▶ _Task instructions_:
a - From the catamaran rig passage, transcribe the stretch from "2. Increased windage" through "topping lift, etc.".
b - List every advantage given in the catamaran rig passage.

▶ _Supplied passage_:
++++++++++++++++++++

1. Cost. Likely more expensive initially as most manufacturers can purchase spars virtually 'out of the box' from manufacturers such as Selden, etc.
2. Increased windage underway.
3. Lack of a boom will have a detrimental effect on sail shape.

Advantages:

1. Rig requires virtually no tuning.
2. Mounts mast on the most solid part of a cat, as opposed to the weakest (wide bridgedeck). This may enable a lighter structure in the bridgedeck.
3. A-frame mast should be stronger laterally and no weaker longitudinally.
4. Improves forward visibility, especially for bulkhead mounted steering stations.
5. Likely less windage under anchor - i.e., no large sail cover/boom bag.
6. Does not require a power winch to raise the main.
7.Twin boomless, furling sails should be incredibly easy to set, douse and reef. Futhermore, eliminates the need for and clutter caused by lazy jacks. sail cover, topping lift, etc.

++++++++++++++++++++

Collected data
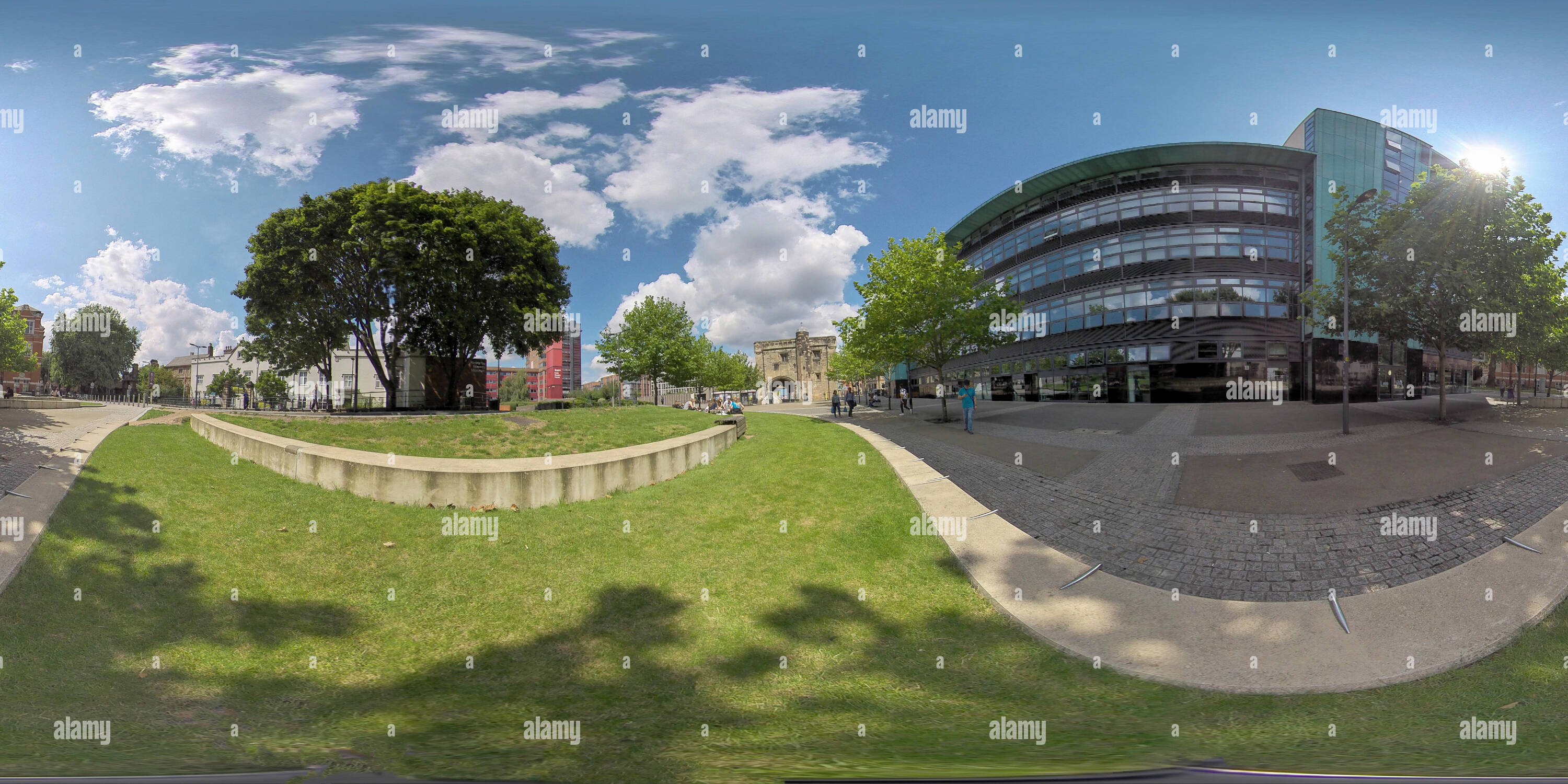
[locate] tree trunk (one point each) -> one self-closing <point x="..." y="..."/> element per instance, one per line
<point x="1443" y="385"/>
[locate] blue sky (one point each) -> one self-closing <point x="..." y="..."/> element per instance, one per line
<point x="186" y="124"/>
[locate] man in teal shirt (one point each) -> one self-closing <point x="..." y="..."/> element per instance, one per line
<point x="966" y="394"/>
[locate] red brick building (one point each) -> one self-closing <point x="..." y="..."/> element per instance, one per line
<point x="29" y="383"/>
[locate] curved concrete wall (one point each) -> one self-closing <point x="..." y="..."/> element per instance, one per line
<point x="526" y="482"/>
<point x="38" y="402"/>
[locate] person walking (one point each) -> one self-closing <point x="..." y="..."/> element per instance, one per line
<point x="966" y="394"/>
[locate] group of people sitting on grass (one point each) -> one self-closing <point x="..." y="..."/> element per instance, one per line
<point x="725" y="405"/>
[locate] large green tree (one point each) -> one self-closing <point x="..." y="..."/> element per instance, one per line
<point x="291" y="289"/>
<point x="93" y="349"/>
<point x="654" y="341"/>
<point x="16" y="355"/>
<point x="513" y="389"/>
<point x="400" y="269"/>
<point x="226" y="385"/>
<point x="1462" y="242"/>
<point x="168" y="383"/>
<point x="477" y="272"/>
<point x="924" y="306"/>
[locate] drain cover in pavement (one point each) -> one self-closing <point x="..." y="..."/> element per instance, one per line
<point x="1315" y="471"/>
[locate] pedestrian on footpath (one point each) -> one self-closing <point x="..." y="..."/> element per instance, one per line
<point x="966" y="394"/>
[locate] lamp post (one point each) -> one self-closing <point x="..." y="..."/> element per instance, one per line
<point x="1344" y="382"/>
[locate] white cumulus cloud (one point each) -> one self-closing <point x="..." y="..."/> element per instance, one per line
<point x="504" y="170"/>
<point x="162" y="309"/>
<point x="764" y="272"/>
<point x="270" y="117"/>
<point x="733" y="137"/>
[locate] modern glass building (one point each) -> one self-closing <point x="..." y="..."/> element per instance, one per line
<point x="1169" y="273"/>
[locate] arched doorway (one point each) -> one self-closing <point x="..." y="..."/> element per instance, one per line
<point x="783" y="389"/>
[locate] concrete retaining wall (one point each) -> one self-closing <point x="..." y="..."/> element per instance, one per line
<point x="1545" y="402"/>
<point x="38" y="402"/>
<point x="526" y="482"/>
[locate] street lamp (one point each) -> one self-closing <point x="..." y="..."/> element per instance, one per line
<point x="1344" y="382"/>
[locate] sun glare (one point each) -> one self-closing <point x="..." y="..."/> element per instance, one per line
<point x="1487" y="159"/>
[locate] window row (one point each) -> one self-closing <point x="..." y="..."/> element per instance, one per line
<point x="1150" y="247"/>
<point x="1131" y="179"/>
<point x="1131" y="206"/>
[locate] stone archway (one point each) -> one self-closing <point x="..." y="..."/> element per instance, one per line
<point x="785" y="388"/>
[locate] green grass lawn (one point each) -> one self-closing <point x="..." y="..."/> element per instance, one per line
<point x="565" y="432"/>
<point x="625" y="640"/>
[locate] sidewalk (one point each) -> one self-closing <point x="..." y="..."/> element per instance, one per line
<point x="1399" y="634"/>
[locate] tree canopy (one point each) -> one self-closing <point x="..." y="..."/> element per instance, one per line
<point x="654" y="341"/>
<point x="924" y="306"/>
<point x="91" y="349"/>
<point x="400" y="269"/>
<point x="1462" y="244"/>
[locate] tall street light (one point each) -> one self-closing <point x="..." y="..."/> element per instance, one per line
<point x="1344" y="380"/>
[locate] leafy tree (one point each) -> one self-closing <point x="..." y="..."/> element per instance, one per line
<point x="291" y="291"/>
<point x="852" y="367"/>
<point x="16" y="355"/>
<point x="90" y="356"/>
<point x="477" y="272"/>
<point x="1462" y="242"/>
<point x="270" y="386"/>
<point x="399" y="269"/>
<point x="513" y="389"/>
<point x="654" y="341"/>
<point x="924" y="306"/>
<point x="168" y="382"/>
<point x="226" y="385"/>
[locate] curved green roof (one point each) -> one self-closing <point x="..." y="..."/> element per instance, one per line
<point x="1123" y="160"/>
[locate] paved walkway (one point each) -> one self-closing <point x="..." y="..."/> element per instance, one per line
<point x="60" y="440"/>
<point x="1162" y="632"/>
<point x="30" y="435"/>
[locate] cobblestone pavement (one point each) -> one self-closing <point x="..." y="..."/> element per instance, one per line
<point x="1217" y="556"/>
<point x="22" y="449"/>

++++++++++++++++++++

▶ _The responses_:
a -
2. Increased windage underway.
3. Lack of a boom will have a detrimental effect on sail shape.

Advantages:

1. Rig requires virtually no tuning.
2. Mounts mast on the most solid part of a cat, as opposed to the weakest (wide bridgedeck). This may enable a lighter structure in the bridgedeck.
3. A-frame mast should be stronger laterally and no weaker longitudinally.
4. Improves forward visibility, especially for bulkhead mounted steering stations.
5. Likely less windage under anchor - i.e., no large sail cover/boom bag.
6. Does not require a power winch to raise the main.
7.Twin boomless, furling sails should be incredibly easy to set, douse and reef. Futhermore, eliminates the need for and clutter caused by lazy jacks. sail cover, topping lift, etc.

b -
1. The rig requires virtually no tuning.
2. The mast mounts on the most solid part of a cat rather than the weakest (the wide bridgedeck), which may allow a lighter bridgedeck structure.
3. The A-frame mast should be stronger laterally and no weaker longitudinally.
4. Forward visibility improves, especially for bulkhead-mounted steering stations.
5. There is likely less windage under anchor, since there is no large sail cover or boom bag.
6. No power winch is needed to raise the main.
7. Twin boomless, furling sails should be very easy to set, douse and reef. They also remove the need for lazy jacks, a sail cover, a topping lift and similar gear, along with the clutter these cause.